**BEREITGESTELLTES MATERIAL:**
******************************

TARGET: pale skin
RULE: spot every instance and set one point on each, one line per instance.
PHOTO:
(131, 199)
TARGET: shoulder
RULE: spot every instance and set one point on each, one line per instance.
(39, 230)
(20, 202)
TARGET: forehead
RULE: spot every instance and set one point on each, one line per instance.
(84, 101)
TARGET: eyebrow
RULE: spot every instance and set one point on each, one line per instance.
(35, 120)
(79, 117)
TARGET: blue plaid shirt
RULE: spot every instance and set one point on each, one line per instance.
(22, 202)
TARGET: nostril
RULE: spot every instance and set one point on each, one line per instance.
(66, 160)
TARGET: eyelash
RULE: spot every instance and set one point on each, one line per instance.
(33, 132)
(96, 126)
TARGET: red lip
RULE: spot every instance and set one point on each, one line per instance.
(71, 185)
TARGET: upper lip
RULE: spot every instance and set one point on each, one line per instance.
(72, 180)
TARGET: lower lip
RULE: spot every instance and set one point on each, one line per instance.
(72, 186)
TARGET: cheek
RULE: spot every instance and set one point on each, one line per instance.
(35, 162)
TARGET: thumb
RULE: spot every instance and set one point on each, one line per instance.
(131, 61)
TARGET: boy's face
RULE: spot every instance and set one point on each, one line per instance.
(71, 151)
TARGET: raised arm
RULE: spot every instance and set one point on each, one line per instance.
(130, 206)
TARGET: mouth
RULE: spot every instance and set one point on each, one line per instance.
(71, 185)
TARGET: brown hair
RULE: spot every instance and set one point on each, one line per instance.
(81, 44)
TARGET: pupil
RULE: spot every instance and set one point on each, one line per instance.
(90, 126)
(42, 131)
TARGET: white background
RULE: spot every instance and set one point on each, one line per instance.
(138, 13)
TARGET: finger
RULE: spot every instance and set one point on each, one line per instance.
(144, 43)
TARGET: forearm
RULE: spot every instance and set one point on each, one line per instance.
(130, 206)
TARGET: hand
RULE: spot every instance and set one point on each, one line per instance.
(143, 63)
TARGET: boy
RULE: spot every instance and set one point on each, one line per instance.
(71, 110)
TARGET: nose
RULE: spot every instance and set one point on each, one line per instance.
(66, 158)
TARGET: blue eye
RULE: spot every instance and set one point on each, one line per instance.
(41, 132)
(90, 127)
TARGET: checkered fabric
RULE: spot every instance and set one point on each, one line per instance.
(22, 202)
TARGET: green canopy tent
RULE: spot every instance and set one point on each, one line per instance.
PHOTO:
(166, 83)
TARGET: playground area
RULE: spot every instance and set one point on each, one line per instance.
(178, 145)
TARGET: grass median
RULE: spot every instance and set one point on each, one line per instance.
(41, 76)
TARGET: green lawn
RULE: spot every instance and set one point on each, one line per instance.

******************************

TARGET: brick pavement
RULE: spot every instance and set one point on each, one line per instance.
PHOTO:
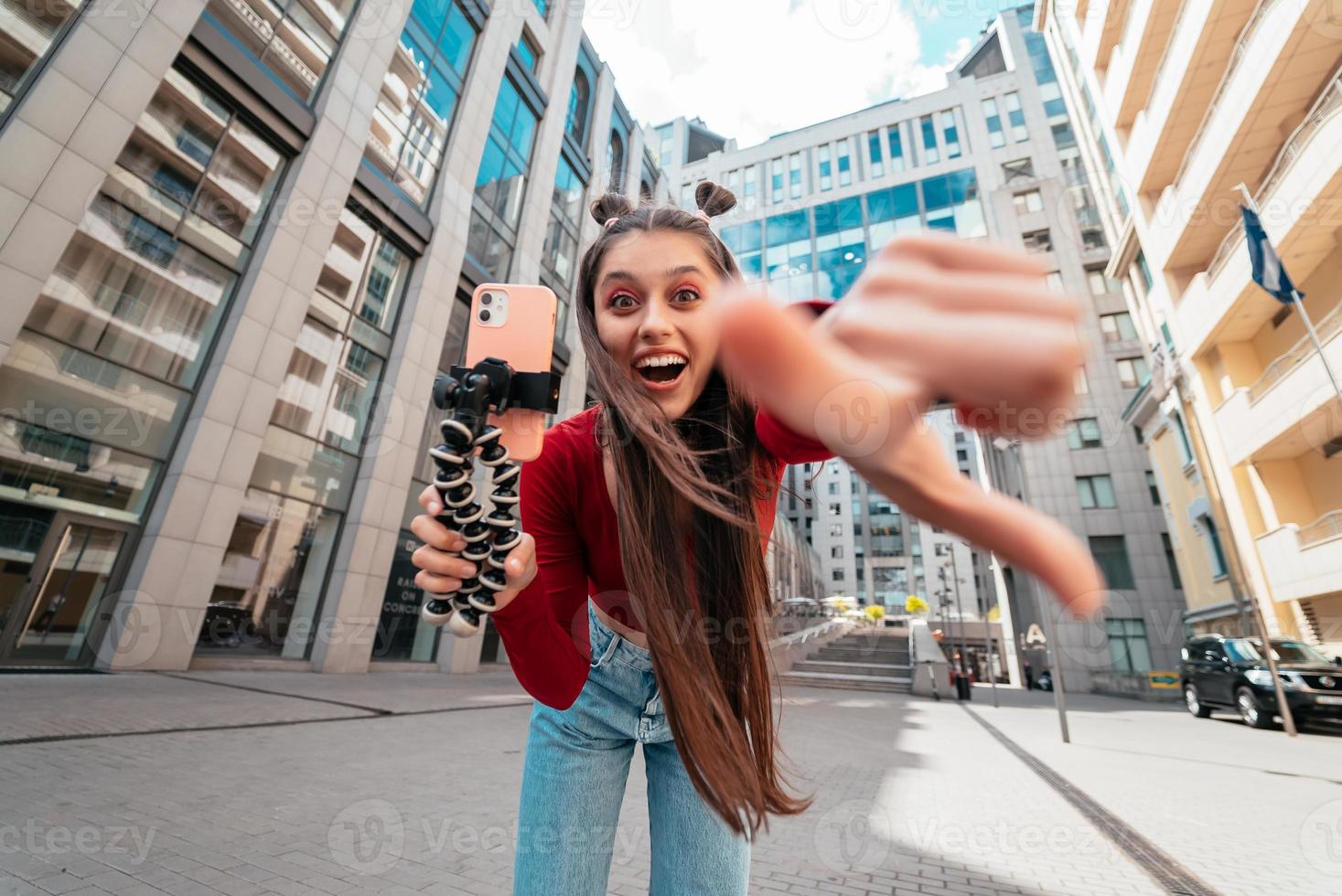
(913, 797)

******************************

**AUFGABENSTELLUNG:** Filtere aus den Einträgen oben jede Zeile heraus, die die Zeichenfolge „blue“ enthält. Achte dabei auf Groß- und Kleinschreibung.

**ERGEBNIS DER AUFGABE:**
TARGET: blue plaid shirt
TARGET: blue eye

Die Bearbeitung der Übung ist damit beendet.